Could you extract every line of the items below and repeat each one word for word, leaving the pictures out of your answer?

Records contained in a dataset:
========

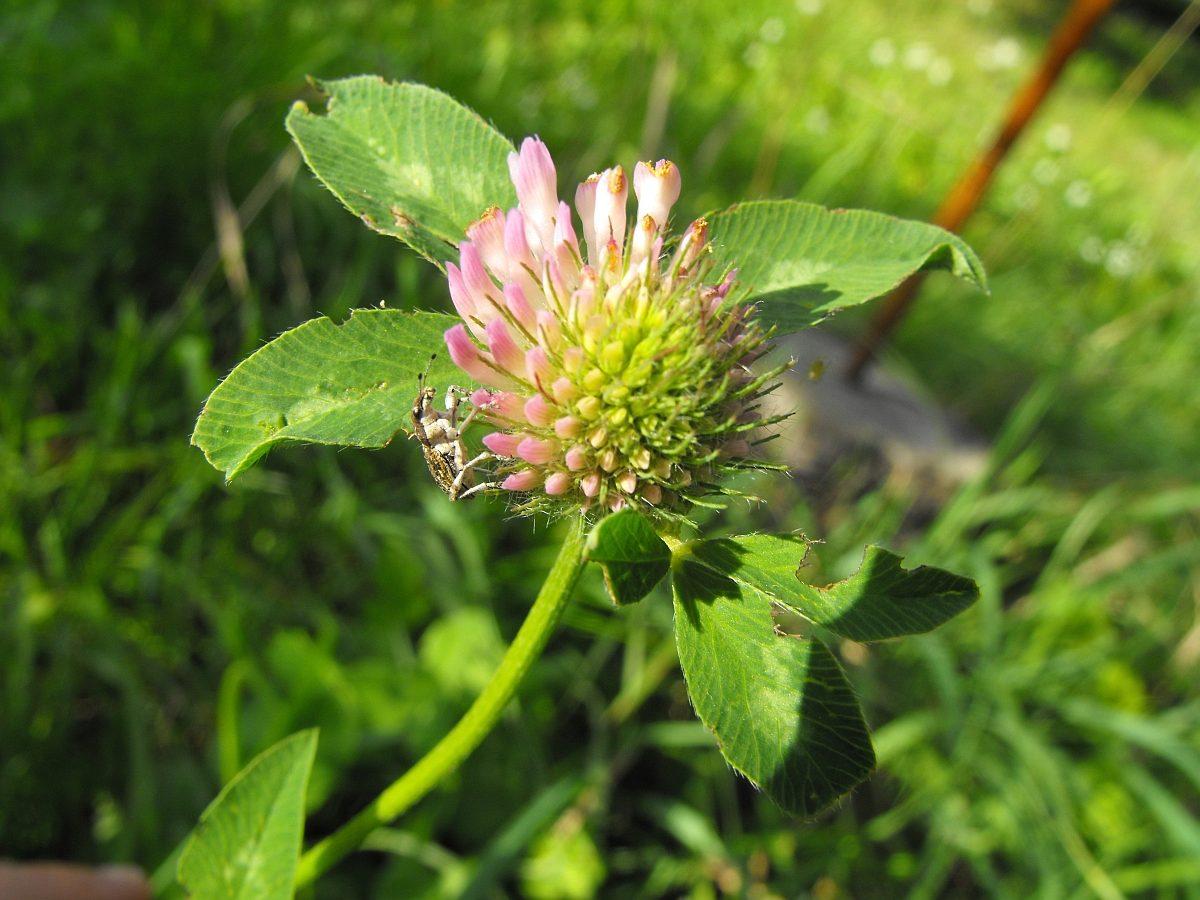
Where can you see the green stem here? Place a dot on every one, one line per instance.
(473, 727)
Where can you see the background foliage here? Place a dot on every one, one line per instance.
(157, 629)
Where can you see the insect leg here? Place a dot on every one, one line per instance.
(463, 472)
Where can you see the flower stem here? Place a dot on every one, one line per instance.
(473, 727)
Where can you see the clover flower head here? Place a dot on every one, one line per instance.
(615, 375)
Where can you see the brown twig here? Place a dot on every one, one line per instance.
(969, 190)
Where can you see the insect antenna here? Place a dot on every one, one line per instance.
(423, 376)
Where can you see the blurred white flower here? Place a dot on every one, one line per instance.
(755, 55)
(817, 121)
(1045, 172)
(1006, 53)
(772, 30)
(1027, 196)
(1092, 250)
(1078, 193)
(883, 53)
(1120, 263)
(918, 57)
(1059, 138)
(940, 71)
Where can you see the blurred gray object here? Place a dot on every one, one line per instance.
(883, 412)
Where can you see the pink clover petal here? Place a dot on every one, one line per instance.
(558, 483)
(568, 426)
(503, 444)
(525, 480)
(516, 245)
(657, 189)
(487, 234)
(540, 413)
(480, 285)
(538, 367)
(535, 451)
(519, 305)
(577, 459)
(533, 174)
(508, 406)
(550, 334)
(691, 244)
(504, 349)
(612, 192)
(591, 484)
(468, 358)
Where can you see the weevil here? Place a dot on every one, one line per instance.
(441, 436)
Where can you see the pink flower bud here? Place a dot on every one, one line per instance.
(533, 174)
(568, 426)
(467, 357)
(577, 459)
(591, 485)
(519, 306)
(612, 192)
(525, 480)
(487, 234)
(657, 189)
(537, 453)
(586, 205)
(504, 349)
(538, 367)
(558, 483)
(538, 412)
(508, 406)
(564, 390)
(502, 444)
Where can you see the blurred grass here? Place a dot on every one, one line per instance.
(156, 627)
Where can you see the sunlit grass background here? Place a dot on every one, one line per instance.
(159, 628)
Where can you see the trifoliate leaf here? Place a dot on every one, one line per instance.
(634, 558)
(409, 160)
(805, 262)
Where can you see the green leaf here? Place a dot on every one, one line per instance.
(409, 160)
(247, 841)
(804, 262)
(879, 601)
(633, 557)
(779, 705)
(351, 384)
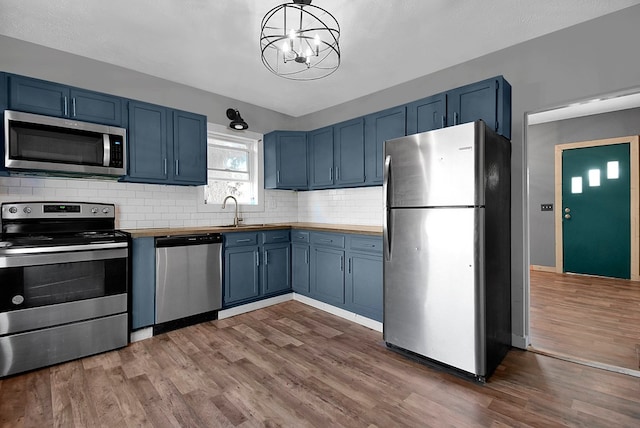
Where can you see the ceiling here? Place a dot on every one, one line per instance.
(213, 45)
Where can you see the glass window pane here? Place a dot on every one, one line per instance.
(613, 170)
(576, 184)
(594, 177)
(223, 158)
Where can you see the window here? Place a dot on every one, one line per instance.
(232, 168)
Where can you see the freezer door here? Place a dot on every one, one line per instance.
(432, 285)
(436, 168)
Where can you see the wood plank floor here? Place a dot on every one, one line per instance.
(292, 365)
(589, 318)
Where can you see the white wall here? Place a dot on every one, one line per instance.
(141, 206)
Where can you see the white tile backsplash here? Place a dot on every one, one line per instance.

========

_Exercise response_:
Where can you see the green stem here? Place a dot on every one, one line per instance.
(473, 727)
Where can you see the background foliage here? Place a dot on every one, one line per instance.
(157, 629)
Where can you see the insect leg here? Place a dot on every one, one line per instance.
(463, 472)
Where can you see the flower stem here? Place a dot on every one, one line per instance.
(473, 727)
Where can you see the clover flower head here? Place a dot on every one, one line per instance.
(615, 375)
Where can you see the brown twig here? Place a dot on every one, one line per instance.
(969, 190)
Where can you see the insect antenna here? Place a dot on every one, one line per instance.
(423, 376)
Where can you see the blurred white flower here? Place a dot on every one, one line per instance.
(755, 55)
(817, 121)
(1045, 172)
(1006, 53)
(772, 30)
(1027, 196)
(1092, 250)
(1078, 193)
(883, 53)
(1120, 263)
(918, 57)
(1059, 138)
(940, 71)
Where can you see the blurred gray object here? Place a dot on every one, one line per instance.
(883, 412)
Where can you see the pink clover petal here? Place a dot on every one, one line per instance.
(558, 483)
(568, 426)
(503, 444)
(525, 480)
(516, 245)
(657, 189)
(487, 234)
(540, 413)
(480, 285)
(538, 367)
(535, 451)
(519, 305)
(577, 459)
(533, 174)
(508, 406)
(550, 334)
(691, 244)
(504, 349)
(612, 192)
(591, 484)
(468, 358)
Where can you see the weevil here? Place a dot on every one, one line per instance.
(441, 436)
Where can you see the pink flower bud here? Place a dot on every one, one line per instance.
(533, 174)
(568, 426)
(467, 357)
(577, 459)
(591, 485)
(519, 306)
(612, 192)
(525, 480)
(487, 234)
(657, 189)
(537, 453)
(586, 205)
(504, 349)
(538, 367)
(558, 483)
(538, 412)
(508, 406)
(564, 390)
(502, 444)
Where can you see the blurred grass here? Place a dot on every one, one line per instance.
(156, 627)
Where can you see the sunlit grass background here? Place a dot on every one, one line per instance.
(159, 628)
Where can you see the trifoliate leaf here? Place a dot on every one, one line per instance.
(634, 558)
(409, 160)
(805, 262)
Where can you see the green leaf here? Place a dot on every one, one line per instance.
(409, 160)
(247, 841)
(804, 262)
(879, 601)
(633, 557)
(779, 705)
(351, 384)
Where can you see the ceiling here? Place a dot on every one, one line per instance.
(213, 45)
Where can you see the glass window pane here? Place a dot on every one, one line per instance.
(613, 170)
(576, 184)
(594, 177)
(223, 158)
Where can you see the window here? Place a dot on every one, one line per instance.
(232, 168)
Where can you see the freezer door here? Place a dot on every one, one line per instance.
(432, 285)
(436, 168)
Where can you see the wood plank floor here? Place a dot on every one, one line per instance.
(292, 365)
(589, 318)
Where can you see the white wall here? Place a dot on every one, one line per instance.
(141, 206)
Where can you see the white tile backsplash here? Place a dot on every one, one line per instance.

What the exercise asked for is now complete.